Фрагмент документа:

======

И в этом она солидарна со своим возлюбленным Юнгом, из чего и рождается так называемая «фантазия» о мессианском слиянии арийского и еврейского начал: «Такой подход в более чистом виде соответствовал методологии Юнга, как раз тогда подытоженной в “Метаморфозах и символах либидо”. Юнг впоследствии указывал на то, что идеи Шпильрейн связаны с одной из глав его книги, в которой он рассказывает о двойственном значении материнской символики. Возможно, это и так, но скорее оба они основывались на одном и том же источнике, которым был Ницше. Как раз в это время ницшеанские мотивы становятся очень частыми в письмах Юнга».

======

Исходные записи:

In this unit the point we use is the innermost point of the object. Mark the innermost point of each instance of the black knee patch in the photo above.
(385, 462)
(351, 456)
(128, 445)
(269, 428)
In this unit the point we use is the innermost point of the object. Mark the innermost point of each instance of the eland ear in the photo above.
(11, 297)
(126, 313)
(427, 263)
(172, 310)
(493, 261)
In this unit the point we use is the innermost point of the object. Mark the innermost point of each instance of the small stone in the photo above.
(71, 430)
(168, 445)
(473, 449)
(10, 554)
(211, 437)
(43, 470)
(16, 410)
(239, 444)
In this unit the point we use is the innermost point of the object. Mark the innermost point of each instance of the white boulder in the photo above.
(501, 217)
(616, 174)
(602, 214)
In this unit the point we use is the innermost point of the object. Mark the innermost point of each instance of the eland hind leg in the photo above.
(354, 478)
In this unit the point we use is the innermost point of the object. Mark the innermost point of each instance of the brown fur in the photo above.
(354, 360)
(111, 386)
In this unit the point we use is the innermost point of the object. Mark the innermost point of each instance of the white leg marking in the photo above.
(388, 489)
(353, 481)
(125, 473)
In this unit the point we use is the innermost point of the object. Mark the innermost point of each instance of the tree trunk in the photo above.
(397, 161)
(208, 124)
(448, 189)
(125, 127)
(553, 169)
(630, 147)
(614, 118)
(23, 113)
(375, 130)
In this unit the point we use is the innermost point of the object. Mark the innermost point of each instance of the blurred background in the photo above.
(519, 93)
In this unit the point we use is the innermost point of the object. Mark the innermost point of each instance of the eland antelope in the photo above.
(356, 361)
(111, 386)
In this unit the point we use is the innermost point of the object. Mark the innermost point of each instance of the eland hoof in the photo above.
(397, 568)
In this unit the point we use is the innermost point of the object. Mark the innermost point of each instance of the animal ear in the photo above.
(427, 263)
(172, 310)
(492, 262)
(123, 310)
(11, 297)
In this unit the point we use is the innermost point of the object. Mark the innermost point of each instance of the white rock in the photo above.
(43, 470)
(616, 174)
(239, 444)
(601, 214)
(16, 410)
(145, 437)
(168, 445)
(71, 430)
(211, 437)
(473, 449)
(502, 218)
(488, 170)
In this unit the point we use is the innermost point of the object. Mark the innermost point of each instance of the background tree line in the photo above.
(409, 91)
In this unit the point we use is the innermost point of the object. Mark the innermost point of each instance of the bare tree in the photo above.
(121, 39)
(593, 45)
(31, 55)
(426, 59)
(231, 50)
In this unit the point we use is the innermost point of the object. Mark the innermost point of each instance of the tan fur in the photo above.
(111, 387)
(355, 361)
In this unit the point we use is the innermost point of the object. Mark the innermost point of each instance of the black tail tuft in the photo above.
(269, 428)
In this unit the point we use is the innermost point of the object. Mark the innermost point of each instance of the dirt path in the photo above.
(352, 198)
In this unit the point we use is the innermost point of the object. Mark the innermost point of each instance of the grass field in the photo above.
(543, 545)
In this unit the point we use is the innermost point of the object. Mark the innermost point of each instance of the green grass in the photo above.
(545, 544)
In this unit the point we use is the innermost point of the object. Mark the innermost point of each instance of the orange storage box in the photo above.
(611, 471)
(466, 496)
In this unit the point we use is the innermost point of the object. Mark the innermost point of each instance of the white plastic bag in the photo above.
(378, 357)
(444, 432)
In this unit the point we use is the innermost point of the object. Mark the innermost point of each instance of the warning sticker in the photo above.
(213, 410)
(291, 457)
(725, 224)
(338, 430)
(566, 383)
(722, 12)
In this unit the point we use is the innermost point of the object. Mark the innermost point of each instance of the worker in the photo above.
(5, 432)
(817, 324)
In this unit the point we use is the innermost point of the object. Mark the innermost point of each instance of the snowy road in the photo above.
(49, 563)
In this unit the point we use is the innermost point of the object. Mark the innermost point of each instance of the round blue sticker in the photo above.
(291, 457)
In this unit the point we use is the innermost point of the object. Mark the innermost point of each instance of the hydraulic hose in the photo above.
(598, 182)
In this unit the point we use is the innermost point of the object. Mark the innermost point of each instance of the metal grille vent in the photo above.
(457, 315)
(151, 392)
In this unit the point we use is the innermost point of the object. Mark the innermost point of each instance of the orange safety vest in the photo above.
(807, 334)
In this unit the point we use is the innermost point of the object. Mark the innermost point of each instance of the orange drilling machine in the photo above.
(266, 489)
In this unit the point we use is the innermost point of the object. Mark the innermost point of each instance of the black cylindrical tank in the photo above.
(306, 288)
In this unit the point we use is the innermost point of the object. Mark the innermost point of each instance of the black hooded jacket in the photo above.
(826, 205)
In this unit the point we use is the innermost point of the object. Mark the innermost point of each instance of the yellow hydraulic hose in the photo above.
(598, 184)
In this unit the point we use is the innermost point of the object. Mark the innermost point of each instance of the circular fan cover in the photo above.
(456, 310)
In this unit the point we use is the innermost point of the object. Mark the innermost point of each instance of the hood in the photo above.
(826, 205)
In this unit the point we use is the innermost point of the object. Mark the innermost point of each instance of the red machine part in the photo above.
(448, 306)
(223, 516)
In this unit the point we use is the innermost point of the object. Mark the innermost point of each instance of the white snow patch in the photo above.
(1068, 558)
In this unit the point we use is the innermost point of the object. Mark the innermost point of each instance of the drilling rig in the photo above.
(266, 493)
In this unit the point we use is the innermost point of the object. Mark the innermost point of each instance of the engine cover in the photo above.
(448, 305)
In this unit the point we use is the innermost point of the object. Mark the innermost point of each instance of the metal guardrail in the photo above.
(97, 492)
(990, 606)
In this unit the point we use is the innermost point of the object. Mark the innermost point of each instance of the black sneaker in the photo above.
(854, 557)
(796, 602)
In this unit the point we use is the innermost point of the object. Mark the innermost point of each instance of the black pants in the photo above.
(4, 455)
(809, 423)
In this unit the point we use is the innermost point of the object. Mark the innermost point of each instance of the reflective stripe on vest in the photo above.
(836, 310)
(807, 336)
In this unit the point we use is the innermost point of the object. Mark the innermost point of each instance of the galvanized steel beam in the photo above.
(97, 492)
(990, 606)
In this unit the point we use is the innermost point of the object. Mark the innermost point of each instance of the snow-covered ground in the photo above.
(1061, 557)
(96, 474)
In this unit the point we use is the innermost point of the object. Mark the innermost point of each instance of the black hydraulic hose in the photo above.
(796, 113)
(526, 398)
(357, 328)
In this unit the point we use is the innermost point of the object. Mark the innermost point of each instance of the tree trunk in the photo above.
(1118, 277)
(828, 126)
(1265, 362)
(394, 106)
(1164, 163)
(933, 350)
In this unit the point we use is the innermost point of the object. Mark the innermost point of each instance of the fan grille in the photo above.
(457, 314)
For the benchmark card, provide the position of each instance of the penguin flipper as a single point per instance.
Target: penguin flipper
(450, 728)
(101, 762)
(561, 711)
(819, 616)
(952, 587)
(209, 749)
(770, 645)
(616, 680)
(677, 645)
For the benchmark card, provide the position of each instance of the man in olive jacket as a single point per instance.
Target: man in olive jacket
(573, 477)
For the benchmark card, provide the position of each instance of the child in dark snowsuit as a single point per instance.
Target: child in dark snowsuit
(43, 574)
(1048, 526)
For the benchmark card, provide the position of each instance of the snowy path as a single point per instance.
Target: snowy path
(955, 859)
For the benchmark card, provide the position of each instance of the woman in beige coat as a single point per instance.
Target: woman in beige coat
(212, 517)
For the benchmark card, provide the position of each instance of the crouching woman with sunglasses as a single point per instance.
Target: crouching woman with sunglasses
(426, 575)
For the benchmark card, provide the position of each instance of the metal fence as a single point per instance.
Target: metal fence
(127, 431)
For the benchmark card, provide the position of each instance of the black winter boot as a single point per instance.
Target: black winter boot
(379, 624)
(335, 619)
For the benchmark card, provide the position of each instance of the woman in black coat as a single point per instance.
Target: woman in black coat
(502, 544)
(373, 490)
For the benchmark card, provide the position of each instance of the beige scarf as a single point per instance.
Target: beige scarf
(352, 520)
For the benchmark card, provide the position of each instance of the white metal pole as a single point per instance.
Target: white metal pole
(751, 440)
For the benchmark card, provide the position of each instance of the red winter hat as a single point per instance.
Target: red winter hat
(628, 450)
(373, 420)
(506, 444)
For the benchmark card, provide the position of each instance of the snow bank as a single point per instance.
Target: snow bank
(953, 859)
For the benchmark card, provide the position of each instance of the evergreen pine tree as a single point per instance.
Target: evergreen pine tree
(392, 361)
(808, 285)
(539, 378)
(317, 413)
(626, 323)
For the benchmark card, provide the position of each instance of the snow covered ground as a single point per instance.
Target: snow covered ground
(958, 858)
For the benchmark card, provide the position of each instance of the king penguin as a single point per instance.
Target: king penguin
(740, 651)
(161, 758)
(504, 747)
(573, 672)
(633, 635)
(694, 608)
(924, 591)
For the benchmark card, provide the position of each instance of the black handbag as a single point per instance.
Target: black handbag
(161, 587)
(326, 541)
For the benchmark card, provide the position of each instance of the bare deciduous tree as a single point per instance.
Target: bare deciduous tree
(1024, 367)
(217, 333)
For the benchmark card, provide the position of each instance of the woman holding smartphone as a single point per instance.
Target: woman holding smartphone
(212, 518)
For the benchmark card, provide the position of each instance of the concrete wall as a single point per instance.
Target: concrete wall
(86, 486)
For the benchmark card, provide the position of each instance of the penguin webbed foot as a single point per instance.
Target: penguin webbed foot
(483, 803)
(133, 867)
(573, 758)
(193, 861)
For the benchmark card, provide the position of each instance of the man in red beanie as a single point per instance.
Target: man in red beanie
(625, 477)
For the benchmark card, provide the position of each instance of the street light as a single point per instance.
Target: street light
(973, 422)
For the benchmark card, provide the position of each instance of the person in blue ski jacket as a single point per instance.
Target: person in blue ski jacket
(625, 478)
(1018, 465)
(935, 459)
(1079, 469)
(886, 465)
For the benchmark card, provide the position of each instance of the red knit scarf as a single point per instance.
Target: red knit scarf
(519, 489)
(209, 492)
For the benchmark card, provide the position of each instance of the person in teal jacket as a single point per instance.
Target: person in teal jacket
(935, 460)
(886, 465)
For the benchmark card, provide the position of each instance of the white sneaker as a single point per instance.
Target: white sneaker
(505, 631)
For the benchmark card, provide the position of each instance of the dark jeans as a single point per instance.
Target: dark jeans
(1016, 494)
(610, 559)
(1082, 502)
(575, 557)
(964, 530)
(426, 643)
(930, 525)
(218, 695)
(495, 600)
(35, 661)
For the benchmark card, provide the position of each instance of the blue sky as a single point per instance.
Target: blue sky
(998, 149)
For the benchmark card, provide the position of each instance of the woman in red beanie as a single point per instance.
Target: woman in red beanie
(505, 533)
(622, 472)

======

Задача: Выпишите все фамилии людей, которые упоминаются во фрагменте документа.

Ответ: Юнг, Шпильрейн, Ницше